• **Page text**:
══════

Entering his inner sanctum, I beheld the image of one of my spiritual teachers; Ram Dass; a poster from the original Woodstock concert in all its psychedelic glory, several photos of Murray with one of his teachers; Muktananda, others of Murray and his grandchildren and still another of Murray wearing a dashiki, standing in front of Cinderella’s castle with Anne and their two young children back in the 1970′s. On his desk were a few Buddha’s, Yoda, a crystal, a big toothy grinning smile on a spring and a sign that read “I only have ears for you.” On the inside of his door was an Alex Grey poster and on another door, a sign proclaiming the virtues of “Paradox and Surprise” which is really what life is about.
Settling down into a comfy chair within arm’s length proximity of Murray; the better to allow him to reach out with physical support, the session began. In the nearly two hours we spent together; we left no stone unturned. His on-target observations had me laughing and crying alternately and then simultaneously. Good thing he had lots of tissues. Three of the biggest represented demons that I have long carried. Some of it involved the persona that I present vs. who I really am. He reminded me that I need not do anything to be loved, that the magic isn’t in being the writer-speaker-clown-healer-networker. “You’re the magic.”, he emphatically told me. All that fluff isn’t necessary.” Then as we explored relationship issues, he said “I want to you say these words… Come to me, I won’t kill you.” Gulp and then sobs…for so long, on some level, I believed that although I hadn’t killed my husband (the Hep C virus that had ravaged his body and ultimately took his life was within him long before we met), I couldn’t heal him either. There wasn’t enough love in the world to do that, since I knew on some level that 48 years was all he had signed up for. My fear on an unconscious level was that I would love again and the person would die. No wonder I have kept The One at bay! Lastly, he asked me, ” Can you accept someone in your life right now, as is? As you are, without changing anything in your situation or yourself? Are you ready for that?” Another deep breath and big swallow. At that point, the familiar (from last week) fifth chakra closing/choking sensation kicked in and a sharp pain in my left ear ensued. When I told Murray about these unpleasant sensations, he grinned, knowing that we had hit a home run on that one. “Who are you if you come as you are?” he queried. “Just average, nothing special.”, I replied sadly. He assured me again, that the magic wasn’t going anywhere. He invited me to end the contract with Michael; the one that spoke of pain and loss. He encouraged me to end the contract with my 18 year old son Adam; the one that dictated a commitment to take care of him beyond what was reasonable. He instructed me to write a contract with myself. And so I am doing all three simultaneously. Today at work, I posted a two word sign on my office wall that says quite simply: ” AS IS”.

══════

• **Problems and tasks**:
a: List every item the session account says was on Murray's desk.
b: From the session account, reproduce the stretch from "Entering his inner" through "life is about." word for word.

══════

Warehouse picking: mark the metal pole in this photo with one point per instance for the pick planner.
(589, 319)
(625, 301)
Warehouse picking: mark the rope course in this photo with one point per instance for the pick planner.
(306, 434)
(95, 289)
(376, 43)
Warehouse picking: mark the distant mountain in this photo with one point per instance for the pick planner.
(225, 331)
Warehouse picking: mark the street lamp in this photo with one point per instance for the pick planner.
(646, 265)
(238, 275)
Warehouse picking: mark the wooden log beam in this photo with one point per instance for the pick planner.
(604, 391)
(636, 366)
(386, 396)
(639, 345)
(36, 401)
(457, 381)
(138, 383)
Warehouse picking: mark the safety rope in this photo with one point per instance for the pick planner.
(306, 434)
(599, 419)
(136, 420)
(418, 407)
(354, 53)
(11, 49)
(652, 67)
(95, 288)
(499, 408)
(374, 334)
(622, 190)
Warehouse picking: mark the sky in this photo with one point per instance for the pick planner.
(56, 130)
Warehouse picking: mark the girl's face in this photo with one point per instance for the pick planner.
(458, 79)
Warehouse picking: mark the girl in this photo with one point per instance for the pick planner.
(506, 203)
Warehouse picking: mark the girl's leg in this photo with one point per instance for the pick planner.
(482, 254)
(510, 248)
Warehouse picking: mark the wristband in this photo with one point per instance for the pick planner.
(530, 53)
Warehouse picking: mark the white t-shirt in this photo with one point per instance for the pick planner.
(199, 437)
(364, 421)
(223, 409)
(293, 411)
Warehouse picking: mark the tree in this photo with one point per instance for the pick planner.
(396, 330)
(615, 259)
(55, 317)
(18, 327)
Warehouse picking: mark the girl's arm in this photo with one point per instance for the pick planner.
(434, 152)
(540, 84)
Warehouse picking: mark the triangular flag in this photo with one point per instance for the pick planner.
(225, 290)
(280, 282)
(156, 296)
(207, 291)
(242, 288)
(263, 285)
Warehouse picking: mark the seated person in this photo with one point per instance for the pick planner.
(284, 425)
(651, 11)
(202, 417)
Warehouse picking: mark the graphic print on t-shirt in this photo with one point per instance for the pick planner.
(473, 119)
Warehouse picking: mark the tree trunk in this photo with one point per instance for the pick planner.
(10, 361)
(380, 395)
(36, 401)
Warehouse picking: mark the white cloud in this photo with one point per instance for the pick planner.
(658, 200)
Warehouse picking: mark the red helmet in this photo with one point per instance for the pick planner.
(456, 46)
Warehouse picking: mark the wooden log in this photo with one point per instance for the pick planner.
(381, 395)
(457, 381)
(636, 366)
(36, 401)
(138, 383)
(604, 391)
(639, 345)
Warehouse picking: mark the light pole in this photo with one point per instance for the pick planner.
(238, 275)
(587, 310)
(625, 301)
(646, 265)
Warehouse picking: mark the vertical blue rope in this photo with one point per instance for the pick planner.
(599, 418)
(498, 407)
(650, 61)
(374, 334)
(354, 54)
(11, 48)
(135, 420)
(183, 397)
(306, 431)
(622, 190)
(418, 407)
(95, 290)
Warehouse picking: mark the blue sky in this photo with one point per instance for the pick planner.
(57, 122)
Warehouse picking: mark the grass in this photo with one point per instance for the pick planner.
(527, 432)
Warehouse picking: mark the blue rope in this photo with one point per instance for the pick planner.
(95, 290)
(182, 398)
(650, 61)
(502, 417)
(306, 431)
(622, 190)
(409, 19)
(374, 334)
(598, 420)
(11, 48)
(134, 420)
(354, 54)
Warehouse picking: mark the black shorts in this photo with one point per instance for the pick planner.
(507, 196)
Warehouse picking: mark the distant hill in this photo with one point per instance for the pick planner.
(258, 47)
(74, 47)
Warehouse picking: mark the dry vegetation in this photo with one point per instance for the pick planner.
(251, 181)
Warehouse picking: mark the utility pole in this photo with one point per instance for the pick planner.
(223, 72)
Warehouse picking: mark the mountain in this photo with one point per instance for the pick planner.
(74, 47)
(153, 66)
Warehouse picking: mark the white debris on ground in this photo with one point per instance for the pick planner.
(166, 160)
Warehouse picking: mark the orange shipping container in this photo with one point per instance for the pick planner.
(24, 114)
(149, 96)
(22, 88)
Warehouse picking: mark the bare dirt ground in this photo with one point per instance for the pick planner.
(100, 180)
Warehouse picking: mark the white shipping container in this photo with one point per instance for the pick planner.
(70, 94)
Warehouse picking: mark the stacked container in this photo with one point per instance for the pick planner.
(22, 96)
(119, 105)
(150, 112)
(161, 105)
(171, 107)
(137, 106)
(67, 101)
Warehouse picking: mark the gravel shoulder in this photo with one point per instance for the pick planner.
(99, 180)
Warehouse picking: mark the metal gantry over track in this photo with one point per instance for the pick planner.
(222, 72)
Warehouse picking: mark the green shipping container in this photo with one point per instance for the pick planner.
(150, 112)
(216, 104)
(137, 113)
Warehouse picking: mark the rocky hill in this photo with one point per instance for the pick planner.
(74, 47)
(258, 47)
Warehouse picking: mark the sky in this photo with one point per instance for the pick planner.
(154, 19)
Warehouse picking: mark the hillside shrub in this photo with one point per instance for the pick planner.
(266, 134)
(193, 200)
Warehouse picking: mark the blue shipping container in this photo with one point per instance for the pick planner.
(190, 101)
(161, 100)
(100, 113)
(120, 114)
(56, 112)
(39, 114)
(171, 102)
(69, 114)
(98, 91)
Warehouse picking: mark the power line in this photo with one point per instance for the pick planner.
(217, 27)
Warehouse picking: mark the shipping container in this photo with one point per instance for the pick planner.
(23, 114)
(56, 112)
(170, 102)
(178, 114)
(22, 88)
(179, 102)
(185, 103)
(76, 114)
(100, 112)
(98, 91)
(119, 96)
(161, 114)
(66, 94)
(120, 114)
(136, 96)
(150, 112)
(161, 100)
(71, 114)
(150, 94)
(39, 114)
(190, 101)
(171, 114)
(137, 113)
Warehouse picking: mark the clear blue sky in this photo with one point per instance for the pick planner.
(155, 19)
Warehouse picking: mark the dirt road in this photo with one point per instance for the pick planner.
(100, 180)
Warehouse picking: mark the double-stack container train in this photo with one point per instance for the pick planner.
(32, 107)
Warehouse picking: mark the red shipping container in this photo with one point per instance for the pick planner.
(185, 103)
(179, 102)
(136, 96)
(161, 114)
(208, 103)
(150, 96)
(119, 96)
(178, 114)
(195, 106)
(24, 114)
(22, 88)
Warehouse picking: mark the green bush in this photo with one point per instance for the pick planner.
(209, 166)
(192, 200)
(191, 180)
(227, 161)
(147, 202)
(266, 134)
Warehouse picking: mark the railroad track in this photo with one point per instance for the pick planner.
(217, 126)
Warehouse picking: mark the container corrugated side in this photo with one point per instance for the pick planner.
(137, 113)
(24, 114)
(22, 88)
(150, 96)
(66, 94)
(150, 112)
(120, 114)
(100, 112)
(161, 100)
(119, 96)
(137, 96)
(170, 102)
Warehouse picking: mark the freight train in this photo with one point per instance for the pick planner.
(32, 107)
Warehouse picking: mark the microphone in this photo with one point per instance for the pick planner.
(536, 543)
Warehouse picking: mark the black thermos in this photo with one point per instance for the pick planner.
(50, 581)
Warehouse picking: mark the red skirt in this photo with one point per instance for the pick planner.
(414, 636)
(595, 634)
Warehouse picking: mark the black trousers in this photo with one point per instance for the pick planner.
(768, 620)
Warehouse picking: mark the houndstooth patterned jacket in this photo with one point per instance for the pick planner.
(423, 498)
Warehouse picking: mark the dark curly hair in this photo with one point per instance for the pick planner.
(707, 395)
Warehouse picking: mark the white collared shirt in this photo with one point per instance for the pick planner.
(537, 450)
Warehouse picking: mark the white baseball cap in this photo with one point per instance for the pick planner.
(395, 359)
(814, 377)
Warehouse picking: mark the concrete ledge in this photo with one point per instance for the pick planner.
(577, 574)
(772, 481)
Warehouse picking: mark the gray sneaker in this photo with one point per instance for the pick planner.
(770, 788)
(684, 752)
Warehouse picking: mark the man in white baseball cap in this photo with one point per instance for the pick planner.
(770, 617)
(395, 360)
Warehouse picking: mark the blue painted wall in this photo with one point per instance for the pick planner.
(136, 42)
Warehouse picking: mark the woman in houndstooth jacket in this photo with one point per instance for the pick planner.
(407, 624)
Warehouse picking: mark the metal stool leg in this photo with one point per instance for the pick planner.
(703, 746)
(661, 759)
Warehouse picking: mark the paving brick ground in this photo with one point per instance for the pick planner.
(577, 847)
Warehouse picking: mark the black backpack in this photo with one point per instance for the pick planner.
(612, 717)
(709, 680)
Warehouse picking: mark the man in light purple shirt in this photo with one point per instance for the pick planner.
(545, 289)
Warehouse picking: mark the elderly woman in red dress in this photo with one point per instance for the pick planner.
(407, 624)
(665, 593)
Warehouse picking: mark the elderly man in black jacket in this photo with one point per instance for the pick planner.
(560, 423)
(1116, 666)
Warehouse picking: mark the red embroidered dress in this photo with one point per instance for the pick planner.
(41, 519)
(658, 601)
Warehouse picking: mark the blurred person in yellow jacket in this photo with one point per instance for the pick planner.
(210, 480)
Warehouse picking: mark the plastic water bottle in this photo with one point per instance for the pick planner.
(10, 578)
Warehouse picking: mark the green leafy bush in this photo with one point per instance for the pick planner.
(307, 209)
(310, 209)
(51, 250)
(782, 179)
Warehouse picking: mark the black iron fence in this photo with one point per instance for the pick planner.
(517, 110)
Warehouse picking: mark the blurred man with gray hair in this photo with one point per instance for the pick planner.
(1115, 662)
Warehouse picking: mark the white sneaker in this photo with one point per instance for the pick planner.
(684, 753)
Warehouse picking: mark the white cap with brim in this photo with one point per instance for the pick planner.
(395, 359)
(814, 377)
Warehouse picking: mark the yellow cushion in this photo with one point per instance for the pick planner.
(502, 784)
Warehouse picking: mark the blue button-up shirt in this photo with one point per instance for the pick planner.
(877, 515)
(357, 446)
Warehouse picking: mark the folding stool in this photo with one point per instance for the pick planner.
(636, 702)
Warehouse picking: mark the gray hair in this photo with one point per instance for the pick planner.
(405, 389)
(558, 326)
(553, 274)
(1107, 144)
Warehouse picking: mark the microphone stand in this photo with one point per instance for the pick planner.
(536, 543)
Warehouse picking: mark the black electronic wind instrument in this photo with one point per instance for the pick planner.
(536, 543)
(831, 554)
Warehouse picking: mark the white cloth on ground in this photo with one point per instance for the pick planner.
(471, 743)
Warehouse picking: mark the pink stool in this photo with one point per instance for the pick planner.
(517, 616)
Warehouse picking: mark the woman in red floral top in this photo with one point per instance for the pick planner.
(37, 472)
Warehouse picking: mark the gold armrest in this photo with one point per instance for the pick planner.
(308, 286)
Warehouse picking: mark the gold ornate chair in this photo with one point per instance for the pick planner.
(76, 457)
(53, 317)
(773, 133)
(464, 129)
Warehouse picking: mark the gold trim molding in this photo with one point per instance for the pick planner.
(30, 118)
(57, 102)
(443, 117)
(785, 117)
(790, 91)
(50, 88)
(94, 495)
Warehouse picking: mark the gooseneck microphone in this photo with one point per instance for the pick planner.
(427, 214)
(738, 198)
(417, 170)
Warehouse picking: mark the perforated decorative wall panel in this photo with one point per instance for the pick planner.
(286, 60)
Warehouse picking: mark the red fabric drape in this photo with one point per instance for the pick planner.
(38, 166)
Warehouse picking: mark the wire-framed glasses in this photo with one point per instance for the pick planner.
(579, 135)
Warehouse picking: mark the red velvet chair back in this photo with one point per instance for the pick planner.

══════

• **Task answers**:
a:
- a few Buddha’s
- Yoda
- a crystal
- a big toothy grinning smile on a spring
- a sign that read “I only have ears for you.”

b:
Entering his inner sanctum, I beheld the image of one of my spiritual teachers; Ram Dass; a poster from the original Woodstock concert in all its psychedelic glory, several photos of Murray with one of his teachers; Muktananda, others of Murray and his grandchildren and still another of Murray wearing a dashiki, standing in front of Cinderella’s castle with Anne and their two young children back in the 1970′s. On his desk were a few Buddha’s, Yoda, a crystal, a big toothy grinning smile on a spring and a sign that read “I only have ears for you.” On the inside of his door was an Alex Grey poster and on another door, a sign proclaiming the virtues of “Paradox and Surprise” which is really what life is about.